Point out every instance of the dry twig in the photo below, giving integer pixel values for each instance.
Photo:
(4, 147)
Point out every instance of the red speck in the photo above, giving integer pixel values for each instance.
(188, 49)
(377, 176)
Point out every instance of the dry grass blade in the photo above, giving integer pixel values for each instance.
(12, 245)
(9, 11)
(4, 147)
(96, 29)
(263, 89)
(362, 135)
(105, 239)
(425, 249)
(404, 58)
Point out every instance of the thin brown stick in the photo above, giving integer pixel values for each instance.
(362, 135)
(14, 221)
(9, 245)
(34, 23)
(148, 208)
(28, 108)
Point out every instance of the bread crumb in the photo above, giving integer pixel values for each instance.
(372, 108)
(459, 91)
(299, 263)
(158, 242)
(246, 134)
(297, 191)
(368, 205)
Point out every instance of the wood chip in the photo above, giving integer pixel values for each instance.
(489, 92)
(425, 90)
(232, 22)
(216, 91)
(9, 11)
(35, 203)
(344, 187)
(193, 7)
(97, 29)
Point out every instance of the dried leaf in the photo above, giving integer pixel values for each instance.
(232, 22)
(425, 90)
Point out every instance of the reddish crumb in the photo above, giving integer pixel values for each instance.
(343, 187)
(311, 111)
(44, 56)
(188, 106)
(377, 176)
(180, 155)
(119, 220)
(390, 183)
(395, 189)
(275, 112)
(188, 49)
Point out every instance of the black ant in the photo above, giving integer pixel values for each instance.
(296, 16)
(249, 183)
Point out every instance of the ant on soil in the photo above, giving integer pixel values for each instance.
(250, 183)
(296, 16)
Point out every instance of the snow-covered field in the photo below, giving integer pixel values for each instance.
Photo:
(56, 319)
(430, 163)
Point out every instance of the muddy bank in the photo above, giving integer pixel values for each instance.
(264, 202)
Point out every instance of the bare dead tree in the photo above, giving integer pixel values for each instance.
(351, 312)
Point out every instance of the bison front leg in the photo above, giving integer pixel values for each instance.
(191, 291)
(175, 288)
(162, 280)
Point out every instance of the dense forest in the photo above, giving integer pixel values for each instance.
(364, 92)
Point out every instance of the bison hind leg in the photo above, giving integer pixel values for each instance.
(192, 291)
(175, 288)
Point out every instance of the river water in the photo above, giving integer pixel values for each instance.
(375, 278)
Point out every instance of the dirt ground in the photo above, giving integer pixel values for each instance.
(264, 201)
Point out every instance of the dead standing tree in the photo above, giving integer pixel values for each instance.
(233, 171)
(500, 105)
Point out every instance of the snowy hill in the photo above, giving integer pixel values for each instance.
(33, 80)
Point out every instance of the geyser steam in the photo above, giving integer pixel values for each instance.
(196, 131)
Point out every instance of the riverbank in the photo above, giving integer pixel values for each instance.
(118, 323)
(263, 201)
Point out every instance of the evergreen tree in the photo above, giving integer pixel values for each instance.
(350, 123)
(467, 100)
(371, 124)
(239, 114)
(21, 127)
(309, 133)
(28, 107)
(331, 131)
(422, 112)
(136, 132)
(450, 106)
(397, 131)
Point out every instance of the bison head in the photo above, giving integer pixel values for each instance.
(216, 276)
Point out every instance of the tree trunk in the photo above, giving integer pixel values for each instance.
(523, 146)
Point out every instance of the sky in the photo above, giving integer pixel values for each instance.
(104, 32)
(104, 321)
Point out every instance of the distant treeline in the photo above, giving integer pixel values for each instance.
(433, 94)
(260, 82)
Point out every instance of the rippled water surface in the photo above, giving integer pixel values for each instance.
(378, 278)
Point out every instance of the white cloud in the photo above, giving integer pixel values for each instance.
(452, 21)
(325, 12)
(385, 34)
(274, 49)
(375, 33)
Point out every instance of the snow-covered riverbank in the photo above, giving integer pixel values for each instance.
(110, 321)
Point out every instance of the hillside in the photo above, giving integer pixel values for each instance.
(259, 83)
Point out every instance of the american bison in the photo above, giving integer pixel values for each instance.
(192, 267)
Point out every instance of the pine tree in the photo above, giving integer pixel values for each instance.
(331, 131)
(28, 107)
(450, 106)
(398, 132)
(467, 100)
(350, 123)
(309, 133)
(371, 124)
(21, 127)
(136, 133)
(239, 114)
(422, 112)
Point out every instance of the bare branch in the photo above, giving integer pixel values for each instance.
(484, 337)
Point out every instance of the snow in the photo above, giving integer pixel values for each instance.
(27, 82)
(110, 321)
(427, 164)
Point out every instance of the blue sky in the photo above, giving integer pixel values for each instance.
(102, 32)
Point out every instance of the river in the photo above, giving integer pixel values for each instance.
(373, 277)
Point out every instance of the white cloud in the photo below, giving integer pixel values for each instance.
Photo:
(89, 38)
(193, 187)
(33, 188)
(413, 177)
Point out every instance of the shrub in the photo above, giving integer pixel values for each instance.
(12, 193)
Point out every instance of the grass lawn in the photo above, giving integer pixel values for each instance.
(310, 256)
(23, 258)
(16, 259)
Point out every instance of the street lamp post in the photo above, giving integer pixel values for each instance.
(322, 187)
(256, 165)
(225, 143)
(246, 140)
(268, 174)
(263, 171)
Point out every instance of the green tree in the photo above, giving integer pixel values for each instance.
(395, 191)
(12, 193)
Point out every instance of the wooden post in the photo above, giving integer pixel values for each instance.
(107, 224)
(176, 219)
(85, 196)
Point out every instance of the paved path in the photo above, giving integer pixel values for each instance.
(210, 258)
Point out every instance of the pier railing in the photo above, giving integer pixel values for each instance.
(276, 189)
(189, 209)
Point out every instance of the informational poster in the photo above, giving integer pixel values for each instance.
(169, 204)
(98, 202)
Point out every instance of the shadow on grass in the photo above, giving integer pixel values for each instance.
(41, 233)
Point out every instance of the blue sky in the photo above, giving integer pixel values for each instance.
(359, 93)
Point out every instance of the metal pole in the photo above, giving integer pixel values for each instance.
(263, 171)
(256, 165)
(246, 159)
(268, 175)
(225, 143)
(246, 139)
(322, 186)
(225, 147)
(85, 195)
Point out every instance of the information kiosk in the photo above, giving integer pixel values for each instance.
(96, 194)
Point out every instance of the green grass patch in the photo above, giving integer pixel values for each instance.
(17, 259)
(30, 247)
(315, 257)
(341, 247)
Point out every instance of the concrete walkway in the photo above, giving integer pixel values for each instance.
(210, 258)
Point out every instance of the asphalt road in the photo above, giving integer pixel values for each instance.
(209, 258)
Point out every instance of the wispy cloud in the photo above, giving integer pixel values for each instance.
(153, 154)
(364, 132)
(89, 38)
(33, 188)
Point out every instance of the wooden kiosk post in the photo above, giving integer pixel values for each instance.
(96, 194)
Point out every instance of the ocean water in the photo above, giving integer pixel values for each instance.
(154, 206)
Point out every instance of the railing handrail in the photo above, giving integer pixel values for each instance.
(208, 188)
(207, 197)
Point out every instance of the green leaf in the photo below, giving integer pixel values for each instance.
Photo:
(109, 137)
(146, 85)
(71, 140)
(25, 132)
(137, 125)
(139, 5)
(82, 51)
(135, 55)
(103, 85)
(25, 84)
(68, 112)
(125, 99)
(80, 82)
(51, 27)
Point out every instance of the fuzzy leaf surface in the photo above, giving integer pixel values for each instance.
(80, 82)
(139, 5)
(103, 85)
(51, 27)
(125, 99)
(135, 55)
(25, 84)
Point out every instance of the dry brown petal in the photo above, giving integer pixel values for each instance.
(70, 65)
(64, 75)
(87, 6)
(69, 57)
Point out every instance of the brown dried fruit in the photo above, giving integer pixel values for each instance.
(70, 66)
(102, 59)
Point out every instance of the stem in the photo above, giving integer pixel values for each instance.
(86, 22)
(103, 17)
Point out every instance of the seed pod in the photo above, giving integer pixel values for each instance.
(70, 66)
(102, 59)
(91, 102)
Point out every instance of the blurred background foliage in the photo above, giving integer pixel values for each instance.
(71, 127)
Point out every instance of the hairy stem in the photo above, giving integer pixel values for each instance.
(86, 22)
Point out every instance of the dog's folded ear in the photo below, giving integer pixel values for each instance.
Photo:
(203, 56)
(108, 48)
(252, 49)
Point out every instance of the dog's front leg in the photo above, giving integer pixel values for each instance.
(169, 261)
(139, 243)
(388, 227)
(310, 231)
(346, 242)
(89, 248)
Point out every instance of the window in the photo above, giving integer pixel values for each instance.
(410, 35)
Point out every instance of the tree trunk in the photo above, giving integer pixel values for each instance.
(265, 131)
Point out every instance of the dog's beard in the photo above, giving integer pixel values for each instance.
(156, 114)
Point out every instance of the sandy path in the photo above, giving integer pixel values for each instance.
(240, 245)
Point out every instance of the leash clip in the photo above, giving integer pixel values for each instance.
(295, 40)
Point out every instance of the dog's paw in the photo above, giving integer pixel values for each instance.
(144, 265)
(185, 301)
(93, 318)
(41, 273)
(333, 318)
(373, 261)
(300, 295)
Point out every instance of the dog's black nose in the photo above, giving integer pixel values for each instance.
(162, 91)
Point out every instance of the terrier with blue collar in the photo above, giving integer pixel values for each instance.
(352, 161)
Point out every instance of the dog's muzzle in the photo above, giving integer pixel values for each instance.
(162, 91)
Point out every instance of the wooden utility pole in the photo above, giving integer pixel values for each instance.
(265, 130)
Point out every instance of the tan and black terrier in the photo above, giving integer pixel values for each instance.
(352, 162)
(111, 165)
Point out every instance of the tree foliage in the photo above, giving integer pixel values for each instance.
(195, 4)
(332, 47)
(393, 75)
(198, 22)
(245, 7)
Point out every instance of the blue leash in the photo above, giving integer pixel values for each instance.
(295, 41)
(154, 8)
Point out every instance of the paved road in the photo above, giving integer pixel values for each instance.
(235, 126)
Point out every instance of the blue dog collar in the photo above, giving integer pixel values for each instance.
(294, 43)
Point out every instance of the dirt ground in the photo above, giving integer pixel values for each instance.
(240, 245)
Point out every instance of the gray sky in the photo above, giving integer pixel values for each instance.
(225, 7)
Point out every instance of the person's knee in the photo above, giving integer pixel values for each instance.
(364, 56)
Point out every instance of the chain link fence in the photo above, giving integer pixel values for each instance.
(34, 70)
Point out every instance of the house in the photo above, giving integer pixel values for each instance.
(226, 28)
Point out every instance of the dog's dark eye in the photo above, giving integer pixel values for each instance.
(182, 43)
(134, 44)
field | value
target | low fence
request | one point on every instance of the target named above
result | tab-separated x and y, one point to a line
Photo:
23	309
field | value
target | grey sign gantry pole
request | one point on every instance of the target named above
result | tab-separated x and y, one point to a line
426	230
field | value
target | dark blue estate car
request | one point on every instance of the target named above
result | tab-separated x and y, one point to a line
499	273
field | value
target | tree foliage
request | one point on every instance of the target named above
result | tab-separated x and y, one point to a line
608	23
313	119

┄┄┄┄┄┄┄┄┄┄┄┄┄┄┄┄┄┄┄┄

## YOUR INSTRUCTIONS:
Among the entries, find each line that includes the string "below" and copy it.

## EXERCISE RESPONSE:
Point out every instance of the dry twig in the photo below, giving integer pixel values for each instance.
Point out every instance of the snow-covered field in the photo below, giving integer pixel values for each instance.
Point out every instance of the white cloud in the photo below, giving integer pixel values for each instance.
Point out every instance of the green leaf in the photo below, giving integer pixel values for each instance.
Point out every instance of the dog's folded ear in the photo below, giving integer pixel values for each instance.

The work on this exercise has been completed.